Using the line that contains "Is there any crenellated" as the first line and the last line of the data as the final one, give every line in that range again exactly.

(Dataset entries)
━━━━━━━━━━━━━━━━━━━━━━━━━━━━━━

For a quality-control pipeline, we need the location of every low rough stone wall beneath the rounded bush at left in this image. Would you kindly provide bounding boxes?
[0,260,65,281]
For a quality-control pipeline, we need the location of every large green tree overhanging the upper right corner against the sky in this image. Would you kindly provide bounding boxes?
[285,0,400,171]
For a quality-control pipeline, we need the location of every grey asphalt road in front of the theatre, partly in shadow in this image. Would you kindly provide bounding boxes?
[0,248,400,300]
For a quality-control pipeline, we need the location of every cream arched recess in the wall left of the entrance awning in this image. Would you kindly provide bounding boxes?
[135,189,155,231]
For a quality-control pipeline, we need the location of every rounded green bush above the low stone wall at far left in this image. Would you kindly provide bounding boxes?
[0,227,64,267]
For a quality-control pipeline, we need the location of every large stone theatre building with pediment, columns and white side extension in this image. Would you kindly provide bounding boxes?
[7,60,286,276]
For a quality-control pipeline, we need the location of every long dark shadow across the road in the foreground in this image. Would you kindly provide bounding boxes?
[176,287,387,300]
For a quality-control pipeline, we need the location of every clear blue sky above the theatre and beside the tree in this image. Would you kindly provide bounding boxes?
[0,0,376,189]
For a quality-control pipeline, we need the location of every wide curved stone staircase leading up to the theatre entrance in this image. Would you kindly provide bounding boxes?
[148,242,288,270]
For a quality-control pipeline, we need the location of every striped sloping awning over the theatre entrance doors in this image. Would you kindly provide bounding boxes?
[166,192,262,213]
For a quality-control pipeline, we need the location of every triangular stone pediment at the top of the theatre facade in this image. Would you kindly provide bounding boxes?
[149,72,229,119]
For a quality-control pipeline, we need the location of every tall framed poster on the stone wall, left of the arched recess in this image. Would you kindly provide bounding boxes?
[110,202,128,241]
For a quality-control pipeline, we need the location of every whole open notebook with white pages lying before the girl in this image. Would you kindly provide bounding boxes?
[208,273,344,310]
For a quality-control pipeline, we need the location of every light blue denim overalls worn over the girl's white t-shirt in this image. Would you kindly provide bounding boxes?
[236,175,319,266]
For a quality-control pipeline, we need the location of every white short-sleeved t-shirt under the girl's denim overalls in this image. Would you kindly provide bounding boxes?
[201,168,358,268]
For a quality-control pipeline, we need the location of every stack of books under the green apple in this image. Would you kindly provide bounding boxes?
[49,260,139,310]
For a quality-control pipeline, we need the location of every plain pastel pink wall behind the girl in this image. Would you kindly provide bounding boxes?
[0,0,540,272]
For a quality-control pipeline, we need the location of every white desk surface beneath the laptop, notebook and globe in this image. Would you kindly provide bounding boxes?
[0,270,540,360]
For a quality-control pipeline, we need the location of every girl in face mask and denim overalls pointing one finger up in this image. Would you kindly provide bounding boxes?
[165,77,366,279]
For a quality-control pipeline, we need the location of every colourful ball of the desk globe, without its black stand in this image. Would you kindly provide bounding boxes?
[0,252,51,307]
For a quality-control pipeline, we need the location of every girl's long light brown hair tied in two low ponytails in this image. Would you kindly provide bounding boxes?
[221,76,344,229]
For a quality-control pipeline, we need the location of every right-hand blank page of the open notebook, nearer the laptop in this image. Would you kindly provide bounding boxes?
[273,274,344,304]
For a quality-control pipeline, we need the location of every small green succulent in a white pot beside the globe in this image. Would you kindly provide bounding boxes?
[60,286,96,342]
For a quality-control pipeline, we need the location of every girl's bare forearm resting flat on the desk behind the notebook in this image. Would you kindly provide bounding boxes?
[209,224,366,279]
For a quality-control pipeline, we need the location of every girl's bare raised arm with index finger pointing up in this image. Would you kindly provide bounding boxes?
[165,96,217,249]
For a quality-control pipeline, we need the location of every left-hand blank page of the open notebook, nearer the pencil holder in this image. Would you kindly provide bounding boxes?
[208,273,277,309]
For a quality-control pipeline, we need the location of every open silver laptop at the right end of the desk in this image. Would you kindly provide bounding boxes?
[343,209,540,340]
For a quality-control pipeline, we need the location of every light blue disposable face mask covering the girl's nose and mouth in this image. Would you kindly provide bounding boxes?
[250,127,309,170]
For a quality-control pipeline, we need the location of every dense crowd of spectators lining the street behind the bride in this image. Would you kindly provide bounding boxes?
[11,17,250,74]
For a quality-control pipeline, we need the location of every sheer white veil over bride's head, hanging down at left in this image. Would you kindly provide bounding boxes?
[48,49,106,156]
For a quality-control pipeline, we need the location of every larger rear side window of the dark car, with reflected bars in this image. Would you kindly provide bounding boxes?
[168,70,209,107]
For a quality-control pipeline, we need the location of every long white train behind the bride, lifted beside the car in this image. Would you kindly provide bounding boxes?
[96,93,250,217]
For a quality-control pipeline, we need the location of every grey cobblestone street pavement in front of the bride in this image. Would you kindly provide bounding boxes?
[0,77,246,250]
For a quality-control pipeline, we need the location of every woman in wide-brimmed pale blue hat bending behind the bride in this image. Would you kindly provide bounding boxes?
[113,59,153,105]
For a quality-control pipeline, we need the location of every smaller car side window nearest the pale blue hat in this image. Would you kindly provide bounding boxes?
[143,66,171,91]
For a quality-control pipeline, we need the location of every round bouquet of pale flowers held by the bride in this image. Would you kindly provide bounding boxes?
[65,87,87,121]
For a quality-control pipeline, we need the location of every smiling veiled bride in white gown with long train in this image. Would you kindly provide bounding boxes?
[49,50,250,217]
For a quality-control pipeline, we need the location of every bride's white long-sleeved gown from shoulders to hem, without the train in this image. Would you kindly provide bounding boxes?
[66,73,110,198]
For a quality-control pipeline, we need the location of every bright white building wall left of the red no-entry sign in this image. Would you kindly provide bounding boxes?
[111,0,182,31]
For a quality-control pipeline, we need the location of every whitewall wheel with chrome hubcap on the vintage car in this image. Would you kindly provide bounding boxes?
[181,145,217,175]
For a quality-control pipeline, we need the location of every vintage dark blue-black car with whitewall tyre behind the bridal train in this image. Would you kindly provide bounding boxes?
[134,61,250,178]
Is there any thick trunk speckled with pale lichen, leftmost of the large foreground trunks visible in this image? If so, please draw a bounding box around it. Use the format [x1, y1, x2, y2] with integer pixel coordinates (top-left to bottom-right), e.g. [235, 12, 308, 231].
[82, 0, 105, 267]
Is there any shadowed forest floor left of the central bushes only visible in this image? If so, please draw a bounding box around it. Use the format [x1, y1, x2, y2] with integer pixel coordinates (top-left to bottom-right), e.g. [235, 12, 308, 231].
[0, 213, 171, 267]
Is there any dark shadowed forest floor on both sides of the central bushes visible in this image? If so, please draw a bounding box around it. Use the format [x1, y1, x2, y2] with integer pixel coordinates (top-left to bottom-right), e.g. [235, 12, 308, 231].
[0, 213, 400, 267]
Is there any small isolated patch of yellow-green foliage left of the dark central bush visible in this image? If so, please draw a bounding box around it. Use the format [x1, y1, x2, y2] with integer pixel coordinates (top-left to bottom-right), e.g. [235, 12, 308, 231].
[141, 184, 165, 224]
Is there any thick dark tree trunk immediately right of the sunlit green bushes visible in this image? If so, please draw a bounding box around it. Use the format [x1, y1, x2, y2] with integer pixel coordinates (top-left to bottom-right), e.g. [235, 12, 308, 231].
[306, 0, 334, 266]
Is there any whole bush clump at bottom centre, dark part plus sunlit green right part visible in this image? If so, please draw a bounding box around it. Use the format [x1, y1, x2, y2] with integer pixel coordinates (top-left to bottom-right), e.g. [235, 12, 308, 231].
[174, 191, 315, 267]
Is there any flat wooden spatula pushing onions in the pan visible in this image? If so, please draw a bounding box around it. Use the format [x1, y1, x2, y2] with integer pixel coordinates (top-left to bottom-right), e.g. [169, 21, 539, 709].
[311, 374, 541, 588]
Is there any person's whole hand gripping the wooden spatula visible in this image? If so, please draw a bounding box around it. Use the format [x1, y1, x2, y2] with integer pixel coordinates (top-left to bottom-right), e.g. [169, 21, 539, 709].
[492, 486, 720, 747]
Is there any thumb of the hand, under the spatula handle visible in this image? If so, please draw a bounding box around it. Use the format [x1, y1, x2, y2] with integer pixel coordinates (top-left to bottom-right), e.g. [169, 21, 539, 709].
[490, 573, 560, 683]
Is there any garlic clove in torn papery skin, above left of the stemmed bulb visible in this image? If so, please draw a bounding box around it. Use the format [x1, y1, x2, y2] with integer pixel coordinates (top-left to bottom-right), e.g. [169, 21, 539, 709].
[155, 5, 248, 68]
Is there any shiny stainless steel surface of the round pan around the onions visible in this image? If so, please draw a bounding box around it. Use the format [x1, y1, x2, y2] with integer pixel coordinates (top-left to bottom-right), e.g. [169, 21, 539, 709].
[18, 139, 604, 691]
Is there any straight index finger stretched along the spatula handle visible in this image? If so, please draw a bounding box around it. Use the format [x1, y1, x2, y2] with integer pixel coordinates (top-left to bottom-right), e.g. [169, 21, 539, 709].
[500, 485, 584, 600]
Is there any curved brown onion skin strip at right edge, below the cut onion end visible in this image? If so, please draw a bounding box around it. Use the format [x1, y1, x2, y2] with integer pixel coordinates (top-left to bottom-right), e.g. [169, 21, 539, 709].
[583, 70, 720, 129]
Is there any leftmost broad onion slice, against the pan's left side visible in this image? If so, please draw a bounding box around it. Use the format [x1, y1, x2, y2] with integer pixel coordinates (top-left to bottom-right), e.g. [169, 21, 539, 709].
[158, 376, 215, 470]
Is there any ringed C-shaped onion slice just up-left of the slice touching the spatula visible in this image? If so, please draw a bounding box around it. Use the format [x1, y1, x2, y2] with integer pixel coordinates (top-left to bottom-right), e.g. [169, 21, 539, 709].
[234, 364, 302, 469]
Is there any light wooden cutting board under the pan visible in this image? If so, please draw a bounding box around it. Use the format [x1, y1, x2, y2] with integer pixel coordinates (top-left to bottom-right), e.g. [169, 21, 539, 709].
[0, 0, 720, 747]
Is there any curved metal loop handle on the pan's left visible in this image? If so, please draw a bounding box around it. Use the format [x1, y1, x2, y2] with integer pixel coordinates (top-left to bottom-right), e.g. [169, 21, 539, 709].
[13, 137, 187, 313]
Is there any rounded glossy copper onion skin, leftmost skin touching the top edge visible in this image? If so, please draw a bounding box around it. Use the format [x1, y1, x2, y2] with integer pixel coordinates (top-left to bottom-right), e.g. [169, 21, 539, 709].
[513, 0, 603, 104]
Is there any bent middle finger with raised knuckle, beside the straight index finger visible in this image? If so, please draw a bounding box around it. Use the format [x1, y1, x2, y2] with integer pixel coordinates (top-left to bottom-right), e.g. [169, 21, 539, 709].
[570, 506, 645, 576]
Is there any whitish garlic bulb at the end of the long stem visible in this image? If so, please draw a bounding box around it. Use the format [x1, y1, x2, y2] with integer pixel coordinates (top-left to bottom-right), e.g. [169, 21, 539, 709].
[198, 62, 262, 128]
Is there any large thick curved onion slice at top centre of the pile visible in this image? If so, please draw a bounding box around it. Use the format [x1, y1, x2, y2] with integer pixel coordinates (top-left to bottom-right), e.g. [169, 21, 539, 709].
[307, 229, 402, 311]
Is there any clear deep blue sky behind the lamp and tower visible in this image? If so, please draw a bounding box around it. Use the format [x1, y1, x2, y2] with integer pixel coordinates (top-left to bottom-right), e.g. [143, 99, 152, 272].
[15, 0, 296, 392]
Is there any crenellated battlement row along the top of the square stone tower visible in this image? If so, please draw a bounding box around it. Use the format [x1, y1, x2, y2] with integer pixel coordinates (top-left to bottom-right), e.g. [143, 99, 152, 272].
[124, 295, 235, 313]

━━━━━━━━━━━━━━━━━━━━━━━━━━━━━━

[FINISHED TASK]
Is there any crenellated battlement row along the top of the square stone tower visible in this image? If so, please draw a bounding box around it. Use the format [x1, y1, x2, y2] with integer pixel coordinates (top-left to bottom-right), e.g. [143, 99, 152, 272].
[124, 295, 235, 313]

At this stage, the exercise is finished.